WHAT YOU NEED TO DO:
Write out the items below without changes, starting with their first line and ending with the line that contains "left=369, top=48, right=470, bottom=115". Include that final line.

INFORMATION PROVIDED:

————

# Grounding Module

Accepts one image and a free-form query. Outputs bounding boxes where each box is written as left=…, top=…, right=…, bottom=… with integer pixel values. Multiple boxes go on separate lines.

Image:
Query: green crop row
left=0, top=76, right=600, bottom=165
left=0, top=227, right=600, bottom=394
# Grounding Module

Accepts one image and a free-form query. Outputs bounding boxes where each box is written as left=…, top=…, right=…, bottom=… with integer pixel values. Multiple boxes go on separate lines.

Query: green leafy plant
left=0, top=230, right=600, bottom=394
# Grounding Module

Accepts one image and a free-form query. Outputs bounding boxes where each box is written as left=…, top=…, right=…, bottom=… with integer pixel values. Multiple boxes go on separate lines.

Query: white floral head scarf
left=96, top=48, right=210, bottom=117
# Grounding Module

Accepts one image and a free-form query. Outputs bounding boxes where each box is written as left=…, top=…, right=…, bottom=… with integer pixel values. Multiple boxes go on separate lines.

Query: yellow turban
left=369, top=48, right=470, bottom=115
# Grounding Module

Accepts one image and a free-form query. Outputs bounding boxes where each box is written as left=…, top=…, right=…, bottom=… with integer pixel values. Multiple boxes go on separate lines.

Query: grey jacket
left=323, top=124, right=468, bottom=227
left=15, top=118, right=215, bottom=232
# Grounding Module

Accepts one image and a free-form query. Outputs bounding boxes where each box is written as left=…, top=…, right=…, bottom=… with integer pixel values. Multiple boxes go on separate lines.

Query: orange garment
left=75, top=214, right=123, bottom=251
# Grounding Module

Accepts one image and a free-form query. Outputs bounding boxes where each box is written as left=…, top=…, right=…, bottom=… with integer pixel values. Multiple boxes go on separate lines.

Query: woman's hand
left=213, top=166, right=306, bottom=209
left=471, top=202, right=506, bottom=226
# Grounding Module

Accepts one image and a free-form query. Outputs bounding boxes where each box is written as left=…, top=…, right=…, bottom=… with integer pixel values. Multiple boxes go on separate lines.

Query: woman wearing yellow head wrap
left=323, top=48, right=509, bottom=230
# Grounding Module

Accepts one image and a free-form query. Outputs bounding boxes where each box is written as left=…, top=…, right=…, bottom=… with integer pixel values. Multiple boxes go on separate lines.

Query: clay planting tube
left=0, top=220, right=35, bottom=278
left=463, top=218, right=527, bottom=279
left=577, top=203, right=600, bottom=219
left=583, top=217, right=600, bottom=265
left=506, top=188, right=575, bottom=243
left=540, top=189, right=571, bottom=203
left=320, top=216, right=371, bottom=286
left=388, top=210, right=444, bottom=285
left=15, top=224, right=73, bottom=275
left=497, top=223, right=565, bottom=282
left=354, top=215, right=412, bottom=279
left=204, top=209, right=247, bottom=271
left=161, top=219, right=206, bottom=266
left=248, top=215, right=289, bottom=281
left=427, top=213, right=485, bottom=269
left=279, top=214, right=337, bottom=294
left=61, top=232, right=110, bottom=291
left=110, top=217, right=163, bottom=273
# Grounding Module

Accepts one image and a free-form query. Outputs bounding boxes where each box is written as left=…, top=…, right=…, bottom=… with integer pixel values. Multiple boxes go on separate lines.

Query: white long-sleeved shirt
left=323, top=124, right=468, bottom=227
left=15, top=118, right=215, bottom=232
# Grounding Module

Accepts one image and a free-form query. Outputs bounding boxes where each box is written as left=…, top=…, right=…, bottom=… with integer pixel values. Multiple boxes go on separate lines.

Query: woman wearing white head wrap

————

ANSWER TO THIS TASK:
# Grounding Module

Accepts one image and a free-form query. Outputs bounding boxes where each box is written as left=…, top=…, right=…, bottom=… with integer pixel values. Multiple boxes go on separate lines.

Image:
Query: green crop row
left=0, top=76, right=600, bottom=165
left=0, top=227, right=600, bottom=394
# Grounding Module

Accepts one image and a free-form query. Outputs bounding boxes where each box is written as left=…, top=…, right=…, bottom=… with integer pixel values. Multiple boxes go on separate lines.

Query: green leafy plant
left=0, top=230, right=600, bottom=394
# Grounding Module

Accepts one image and a free-form query. Outputs bounding boxes where each box is written as left=…, top=…, right=…, bottom=… with integer pixel values. Multiple boxes go on separate lines.

Query: white floral head scarf
left=96, top=48, right=210, bottom=117
# Grounding Module

Accepts one image and a free-form query. Outputs bounding boxes where each box is written as left=…, top=…, right=…, bottom=… with integer pixel values. Multiple boxes go on separate lines.

Query: yellow turban
left=369, top=48, right=470, bottom=115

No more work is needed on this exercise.